TASK OBJECTIVE: Print the data that follows, exactly and completely.

######

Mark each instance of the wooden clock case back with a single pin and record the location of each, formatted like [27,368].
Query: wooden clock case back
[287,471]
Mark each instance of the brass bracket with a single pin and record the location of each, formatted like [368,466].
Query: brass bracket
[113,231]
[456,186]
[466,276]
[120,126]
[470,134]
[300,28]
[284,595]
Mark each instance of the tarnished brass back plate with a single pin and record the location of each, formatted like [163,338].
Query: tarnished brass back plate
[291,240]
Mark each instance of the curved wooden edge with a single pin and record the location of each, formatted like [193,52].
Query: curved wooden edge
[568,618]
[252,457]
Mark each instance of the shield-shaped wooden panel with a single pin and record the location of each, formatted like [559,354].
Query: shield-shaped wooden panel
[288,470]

######

RESULT OF THIS TASK:
Mark each instance of the wooden clock case back with a single pin and record the location of each, formatted like [27,368].
Query: wooden clock case back
[287,471]
Mark each instance of the brass bracket with a single pin and record the location of each, formatted like [368,466].
Query: brass bracket
[113,231]
[456,186]
[466,276]
[120,126]
[470,134]
[300,28]
[284,595]
Mark each instance of the tarnished brass back plate with a single pin and record the location of each, formatted like [163,338].
Query: tarnished brass back plate
[291,240]
Mark each instance of the curved wooden edge with a single pin and record the location of each, formatted like [193,52].
Query: curved wooden edge
[568,618]
[252,457]
Mark each instance of the shield-shaped wooden panel with a single pin and record the location of each, formatted like [559,354].
Query: shield-shaped wooden panel
[288,470]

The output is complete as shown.